Up to and including the line with "Target: blue lake water", please set down the entries below exactly, starting from the first line.

↓↓↓

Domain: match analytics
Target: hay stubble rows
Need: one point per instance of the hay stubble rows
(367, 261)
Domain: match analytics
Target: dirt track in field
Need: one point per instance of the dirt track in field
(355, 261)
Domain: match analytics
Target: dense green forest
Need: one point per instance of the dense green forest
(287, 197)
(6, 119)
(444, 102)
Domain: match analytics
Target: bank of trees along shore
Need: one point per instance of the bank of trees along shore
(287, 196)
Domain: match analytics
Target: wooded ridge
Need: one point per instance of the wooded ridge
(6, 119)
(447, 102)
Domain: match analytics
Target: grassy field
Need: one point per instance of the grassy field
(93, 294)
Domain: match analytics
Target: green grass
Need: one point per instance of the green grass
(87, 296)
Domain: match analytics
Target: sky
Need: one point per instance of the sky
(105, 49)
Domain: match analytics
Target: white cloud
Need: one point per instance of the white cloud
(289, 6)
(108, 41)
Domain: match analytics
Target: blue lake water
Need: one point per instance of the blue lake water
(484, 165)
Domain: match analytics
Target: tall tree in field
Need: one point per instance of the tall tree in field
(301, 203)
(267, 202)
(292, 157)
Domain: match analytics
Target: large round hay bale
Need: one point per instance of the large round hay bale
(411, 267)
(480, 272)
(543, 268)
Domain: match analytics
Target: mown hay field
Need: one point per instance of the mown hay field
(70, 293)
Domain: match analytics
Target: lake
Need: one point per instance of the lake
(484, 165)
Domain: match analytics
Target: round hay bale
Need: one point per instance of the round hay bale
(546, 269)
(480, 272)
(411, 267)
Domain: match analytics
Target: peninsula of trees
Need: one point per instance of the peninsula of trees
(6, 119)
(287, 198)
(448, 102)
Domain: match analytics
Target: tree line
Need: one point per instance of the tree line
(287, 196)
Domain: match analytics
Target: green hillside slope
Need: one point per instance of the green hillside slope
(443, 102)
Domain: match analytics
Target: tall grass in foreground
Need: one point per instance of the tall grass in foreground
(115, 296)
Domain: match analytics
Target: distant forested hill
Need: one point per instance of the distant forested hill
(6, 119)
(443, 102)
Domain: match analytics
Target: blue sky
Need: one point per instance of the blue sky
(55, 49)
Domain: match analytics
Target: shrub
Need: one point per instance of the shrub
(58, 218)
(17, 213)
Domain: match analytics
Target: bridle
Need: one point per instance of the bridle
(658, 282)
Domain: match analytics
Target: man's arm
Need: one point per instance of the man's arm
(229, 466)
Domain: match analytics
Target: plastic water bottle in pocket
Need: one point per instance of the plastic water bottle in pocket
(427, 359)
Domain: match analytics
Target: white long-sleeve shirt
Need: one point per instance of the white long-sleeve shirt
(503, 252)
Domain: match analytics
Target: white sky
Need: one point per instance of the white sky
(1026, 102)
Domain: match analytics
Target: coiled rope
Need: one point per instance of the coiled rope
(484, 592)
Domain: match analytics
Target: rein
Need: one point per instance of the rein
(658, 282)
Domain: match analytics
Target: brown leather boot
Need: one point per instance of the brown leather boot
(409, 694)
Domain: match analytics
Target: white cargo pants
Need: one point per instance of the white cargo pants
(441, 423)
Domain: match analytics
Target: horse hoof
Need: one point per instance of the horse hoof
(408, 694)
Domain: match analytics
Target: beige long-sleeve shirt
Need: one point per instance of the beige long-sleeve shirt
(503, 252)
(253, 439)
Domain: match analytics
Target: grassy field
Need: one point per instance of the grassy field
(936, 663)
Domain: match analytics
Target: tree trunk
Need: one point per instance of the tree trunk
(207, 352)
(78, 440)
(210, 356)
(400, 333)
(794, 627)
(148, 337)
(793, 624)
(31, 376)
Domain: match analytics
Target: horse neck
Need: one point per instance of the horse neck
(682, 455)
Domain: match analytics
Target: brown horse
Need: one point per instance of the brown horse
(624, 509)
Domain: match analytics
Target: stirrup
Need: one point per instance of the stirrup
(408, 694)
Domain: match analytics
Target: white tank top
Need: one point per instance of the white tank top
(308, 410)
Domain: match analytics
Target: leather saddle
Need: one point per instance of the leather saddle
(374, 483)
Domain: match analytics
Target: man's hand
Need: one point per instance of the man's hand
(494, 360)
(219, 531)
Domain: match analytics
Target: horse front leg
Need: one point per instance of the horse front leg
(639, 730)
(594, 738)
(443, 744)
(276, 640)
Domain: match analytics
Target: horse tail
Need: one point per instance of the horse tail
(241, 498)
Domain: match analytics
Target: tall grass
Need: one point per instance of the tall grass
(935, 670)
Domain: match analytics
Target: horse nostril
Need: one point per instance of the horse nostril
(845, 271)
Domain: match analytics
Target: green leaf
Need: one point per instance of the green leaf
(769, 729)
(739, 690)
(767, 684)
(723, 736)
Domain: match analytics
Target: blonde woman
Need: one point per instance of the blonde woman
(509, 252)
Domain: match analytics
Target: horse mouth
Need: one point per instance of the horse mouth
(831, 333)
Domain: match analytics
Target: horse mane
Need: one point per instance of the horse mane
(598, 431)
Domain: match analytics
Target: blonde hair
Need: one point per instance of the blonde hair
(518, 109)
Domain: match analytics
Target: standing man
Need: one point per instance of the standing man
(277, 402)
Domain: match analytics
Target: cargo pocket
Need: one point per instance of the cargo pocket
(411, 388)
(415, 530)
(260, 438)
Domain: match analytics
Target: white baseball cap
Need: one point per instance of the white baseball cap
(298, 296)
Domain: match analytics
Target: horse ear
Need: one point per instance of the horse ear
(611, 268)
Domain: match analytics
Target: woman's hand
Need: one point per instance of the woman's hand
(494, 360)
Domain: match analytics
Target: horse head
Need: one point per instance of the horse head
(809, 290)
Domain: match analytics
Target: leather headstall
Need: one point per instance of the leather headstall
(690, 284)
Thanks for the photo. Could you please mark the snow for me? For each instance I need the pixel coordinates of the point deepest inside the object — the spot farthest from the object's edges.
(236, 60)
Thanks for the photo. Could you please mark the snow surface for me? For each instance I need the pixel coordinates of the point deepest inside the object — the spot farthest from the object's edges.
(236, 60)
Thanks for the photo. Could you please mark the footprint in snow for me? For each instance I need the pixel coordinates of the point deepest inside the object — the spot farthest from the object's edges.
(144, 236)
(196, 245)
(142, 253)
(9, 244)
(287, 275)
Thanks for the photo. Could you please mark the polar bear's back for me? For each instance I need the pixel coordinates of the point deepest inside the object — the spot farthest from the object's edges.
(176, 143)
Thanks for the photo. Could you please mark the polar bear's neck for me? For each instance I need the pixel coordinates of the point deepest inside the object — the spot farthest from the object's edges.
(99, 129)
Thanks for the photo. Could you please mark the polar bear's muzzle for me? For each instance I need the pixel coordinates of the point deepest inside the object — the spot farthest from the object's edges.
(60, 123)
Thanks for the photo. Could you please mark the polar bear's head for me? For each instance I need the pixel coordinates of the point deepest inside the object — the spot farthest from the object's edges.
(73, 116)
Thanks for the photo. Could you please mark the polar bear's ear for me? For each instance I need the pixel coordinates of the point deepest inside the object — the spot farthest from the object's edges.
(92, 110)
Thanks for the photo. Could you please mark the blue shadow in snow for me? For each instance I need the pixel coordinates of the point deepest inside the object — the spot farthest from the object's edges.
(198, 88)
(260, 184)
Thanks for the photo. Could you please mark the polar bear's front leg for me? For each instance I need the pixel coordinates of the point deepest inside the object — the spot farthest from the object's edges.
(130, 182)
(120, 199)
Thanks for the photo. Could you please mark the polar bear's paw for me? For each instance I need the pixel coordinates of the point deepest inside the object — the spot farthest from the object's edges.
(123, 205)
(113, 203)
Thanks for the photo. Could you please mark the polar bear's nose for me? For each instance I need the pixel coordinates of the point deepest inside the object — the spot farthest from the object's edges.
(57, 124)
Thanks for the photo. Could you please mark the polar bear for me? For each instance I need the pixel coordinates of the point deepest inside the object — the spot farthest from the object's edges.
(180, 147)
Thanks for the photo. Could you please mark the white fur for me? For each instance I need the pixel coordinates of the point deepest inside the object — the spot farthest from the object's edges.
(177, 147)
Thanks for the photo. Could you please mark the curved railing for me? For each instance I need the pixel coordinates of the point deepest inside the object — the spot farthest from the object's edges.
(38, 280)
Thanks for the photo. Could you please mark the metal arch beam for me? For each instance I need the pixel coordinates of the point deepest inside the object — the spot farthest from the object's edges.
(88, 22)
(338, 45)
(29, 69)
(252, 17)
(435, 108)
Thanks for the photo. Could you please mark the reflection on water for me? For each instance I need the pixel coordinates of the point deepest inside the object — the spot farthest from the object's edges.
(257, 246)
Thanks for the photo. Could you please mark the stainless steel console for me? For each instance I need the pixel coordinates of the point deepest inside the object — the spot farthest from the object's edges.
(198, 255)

↑↑↑

ANSWER SPACE:
Domain: match analytics
Target: hay stubble rows
Need: one point per instance of the hay stubble rows
(367, 261)
Domain: match analytics
Target: dirt track in field
Need: one point per instance of the dirt track in field
(355, 261)
Domain: match analytics
Target: dense green forest
Need: one point per instance of the dense green forest
(287, 197)
(6, 119)
(444, 102)
Domain: match analytics
Target: bank of trees along shore
Need: one point per instance of the bank of trees along shore
(287, 196)
Domain: match analytics
Target: wooded ridge
Need: one point per instance of the wooded ridge
(6, 119)
(447, 102)
Domain: match analytics
Target: grassy field
Need: one point per instance of the grassy field
(93, 294)
Domain: match analytics
Target: green grass
Need: one point per instance of the green grass
(87, 296)
Domain: match analytics
Target: sky
Need: one point per instance of the sky
(105, 49)
Domain: match analytics
Target: white cloud
Need: one point per instance of the white cloud
(289, 6)
(108, 41)
Domain: match analytics
Target: blue lake water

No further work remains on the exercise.